[GOAL]: Format the rows below as a numbered list, omitting any blank lines. Leave the pictures out of your answer.

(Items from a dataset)

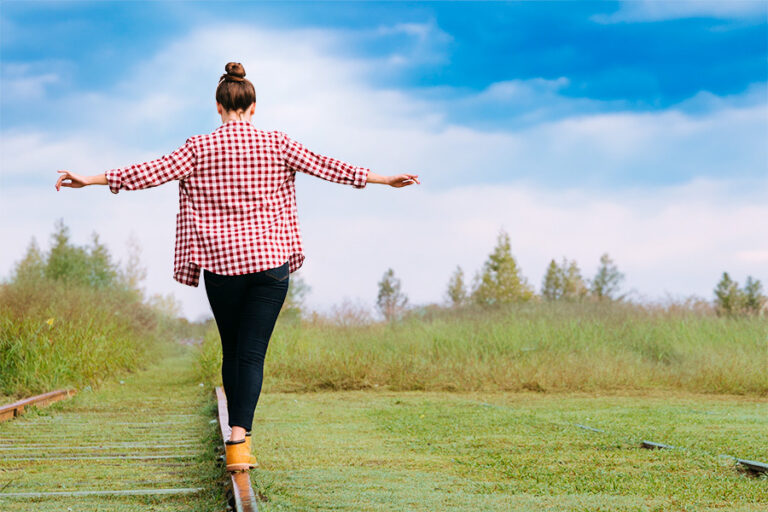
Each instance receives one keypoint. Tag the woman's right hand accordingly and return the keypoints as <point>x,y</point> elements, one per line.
<point>402,180</point>
<point>72,180</point>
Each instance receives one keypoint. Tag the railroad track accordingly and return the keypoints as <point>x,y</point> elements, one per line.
<point>241,495</point>
<point>131,447</point>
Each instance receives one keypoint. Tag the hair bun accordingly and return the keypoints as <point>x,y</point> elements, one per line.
<point>235,69</point>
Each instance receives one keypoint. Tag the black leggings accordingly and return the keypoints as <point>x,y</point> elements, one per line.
<point>245,308</point>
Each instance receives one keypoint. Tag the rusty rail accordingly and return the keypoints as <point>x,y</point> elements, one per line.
<point>242,499</point>
<point>15,409</point>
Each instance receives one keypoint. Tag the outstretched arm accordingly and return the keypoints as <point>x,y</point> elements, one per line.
<point>177,165</point>
<point>299,158</point>
<point>397,180</point>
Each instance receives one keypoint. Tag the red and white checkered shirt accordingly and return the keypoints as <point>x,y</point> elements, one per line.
<point>237,198</point>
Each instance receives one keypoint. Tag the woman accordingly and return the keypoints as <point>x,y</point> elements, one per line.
<point>238,222</point>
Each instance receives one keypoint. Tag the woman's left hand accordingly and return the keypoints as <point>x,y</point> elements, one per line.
<point>72,180</point>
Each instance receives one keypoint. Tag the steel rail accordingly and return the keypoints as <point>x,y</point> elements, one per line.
<point>243,499</point>
<point>127,492</point>
<point>10,411</point>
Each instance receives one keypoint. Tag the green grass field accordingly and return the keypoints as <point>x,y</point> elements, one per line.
<point>475,410</point>
<point>366,451</point>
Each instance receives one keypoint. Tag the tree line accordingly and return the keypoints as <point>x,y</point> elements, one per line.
<point>500,281</point>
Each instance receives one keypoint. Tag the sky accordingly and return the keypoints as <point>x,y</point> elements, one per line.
<point>635,128</point>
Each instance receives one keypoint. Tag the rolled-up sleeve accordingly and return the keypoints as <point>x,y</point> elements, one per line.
<point>174,166</point>
<point>299,158</point>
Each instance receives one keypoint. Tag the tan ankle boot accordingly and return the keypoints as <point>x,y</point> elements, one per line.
<point>253,461</point>
<point>238,456</point>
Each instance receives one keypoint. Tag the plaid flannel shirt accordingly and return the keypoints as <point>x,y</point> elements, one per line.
<point>237,198</point>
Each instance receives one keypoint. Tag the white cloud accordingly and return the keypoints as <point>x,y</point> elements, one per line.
<point>656,10</point>
<point>550,179</point>
<point>25,82</point>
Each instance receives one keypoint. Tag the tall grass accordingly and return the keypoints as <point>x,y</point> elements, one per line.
<point>537,346</point>
<point>54,334</point>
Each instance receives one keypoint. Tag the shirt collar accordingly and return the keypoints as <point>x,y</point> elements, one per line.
<point>234,122</point>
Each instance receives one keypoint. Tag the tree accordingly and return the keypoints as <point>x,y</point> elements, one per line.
<point>101,272</point>
<point>728,297</point>
<point>501,281</point>
<point>89,266</point>
<point>563,282</point>
<point>574,287</point>
<point>457,290</point>
<point>32,264</point>
<point>391,301</point>
<point>133,273</point>
<point>607,280</point>
<point>293,307</point>
<point>753,297</point>
<point>65,261</point>
<point>552,287</point>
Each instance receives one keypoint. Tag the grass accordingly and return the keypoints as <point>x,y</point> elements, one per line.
<point>155,408</point>
<point>543,347</point>
<point>55,335</point>
<point>368,451</point>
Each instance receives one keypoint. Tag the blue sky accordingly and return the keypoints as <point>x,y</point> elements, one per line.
<point>649,104</point>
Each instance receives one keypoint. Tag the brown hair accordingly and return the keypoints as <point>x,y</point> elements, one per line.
<point>234,91</point>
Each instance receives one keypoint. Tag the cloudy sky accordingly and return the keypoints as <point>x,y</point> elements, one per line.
<point>634,128</point>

[FULL SOLUTION]:
1. Each instance receives one keypoint. Tag the woman's right hand accordingly and return the keypoints as <point>x,y</point> elements, one per line.
2. <point>402,180</point>
3. <point>72,180</point>
4. Each instance receives one keypoint. Tag the railroad track accordingly and return the keypoints as <point>x,y</point> elements, one per line.
5. <point>241,495</point>
6. <point>131,447</point>
7. Each instance receives one keypoint. Tag the hair bun accordingly and return the keypoints as <point>x,y</point> elements, one per line.
8. <point>235,69</point>
9. Each instance receives one keypoint. Tag the black leggings accordingly and return the keypoints as <point>x,y</point> elements, one per line.
10. <point>245,308</point>
11. Each instance receives one keypoint. Tag the rusty rail accordingly and return the keypoints as <point>x,y</point> elements, one per line.
12. <point>242,499</point>
13. <point>15,409</point>
14. Each instance receives one keypoint. Tag the outstretched arm accordingly and return the keypoints as <point>x,y</point> elements, one per line.
15. <point>177,165</point>
16. <point>299,158</point>
17. <point>397,180</point>
18. Each instance receives one keypoint. Tag the red and white checkered shirt accordingly and return the keypoints as <point>x,y</point> elements, one per line.
19. <point>237,198</point>
20. Each instance receives one keypoint. Tag the woman accordingly and return the keypoints as <point>x,y</point> elements, one per line.
21. <point>238,222</point>
22. Each instance receives one keypoint. Tag the woman's left hand accordingly and return the keypoints as <point>x,y</point> elements, one per line.
23. <point>72,180</point>
24. Each instance receives one keypoint. Tag the steel rail accordingly and return the keypoints as <point>x,y</point> elements, one per line.
25. <point>243,499</point>
26. <point>127,492</point>
27. <point>10,411</point>
28. Each instance receives one keypoint. Tag the green grass field accordingly and return the keypoints as <point>x,y</point> elements, one per line.
29. <point>475,410</point>
30. <point>366,451</point>
31. Each instance receives one keypoint. Tag the tree line accordingly and return the keypoints as <point>x,y</point> elements, one per line.
32. <point>500,281</point>
33. Each instance receives one keypoint. Tag the sky accordingly and return the keypoints as <point>x,y</point> elements, one per line.
34. <point>635,128</point>
35. Each instance receives one keypoint. Tag the rolled-up sleeve accordingly and return the keypoints as <point>x,y</point> elements, one per line.
36. <point>174,166</point>
37. <point>299,158</point>
38. Each instance receives one keypoint. Tag the tan ankle boot accordingly and return the keypoints as <point>x,y</point> elements, one per line.
39. <point>253,461</point>
40. <point>238,456</point>
41. Each instance receives one keypoint. Tag the plaid flannel shirt accordingly and return the keypoints as <point>x,y</point> elements, one per line.
42. <point>237,198</point>
43. Each instance receives one keypoint. Tag the white cloud accordingly and return the keypoints as <point>x,y</point> elements, one per line.
44. <point>656,10</point>
45. <point>550,179</point>
46. <point>25,82</point>
47. Each instance receives one keypoint. Tag the tall grass accordingly and return the keypoints as <point>x,y</point> elements, one per line.
48. <point>537,346</point>
49. <point>54,334</point>
50. Each instance receives one keypoint. Tag the shirt collar accordingly and return the keypoints as <point>x,y</point> elements, one per line.
51. <point>234,122</point>
52. Each instance receives one keypoint. Tag the tree accordingly and return the keypoints as <point>x,y</point> elements, one per line.
53. <point>101,272</point>
54. <point>728,297</point>
55. <point>501,281</point>
56. <point>89,266</point>
57. <point>563,282</point>
58. <point>574,287</point>
59. <point>457,290</point>
60. <point>32,264</point>
61. <point>391,301</point>
62. <point>133,273</point>
63. <point>607,280</point>
64. <point>293,307</point>
65. <point>753,297</point>
66. <point>65,261</point>
67. <point>552,287</point>
68. Each instance receives one keypoint. Tag the grass accordingly and return the keypoints as <point>x,y</point> elements, one per line.
69. <point>155,408</point>
70. <point>543,347</point>
71. <point>55,335</point>
72. <point>368,451</point>
73. Each instance receives one keypoint. Tag the blue sky accordingly and return the keypoints as <point>x,y</point> elements, one per line.
74. <point>649,104</point>
75. Each instance receives one keypoint. Tag the brown hair accordingly and return the keypoints as <point>x,y</point> elements, one per line.
76. <point>234,91</point>
77. Each instance receives one keypoint. Tag the cloudy sky accordingly and return the keypoints as <point>x,y</point> elements, one per line.
78. <point>634,128</point>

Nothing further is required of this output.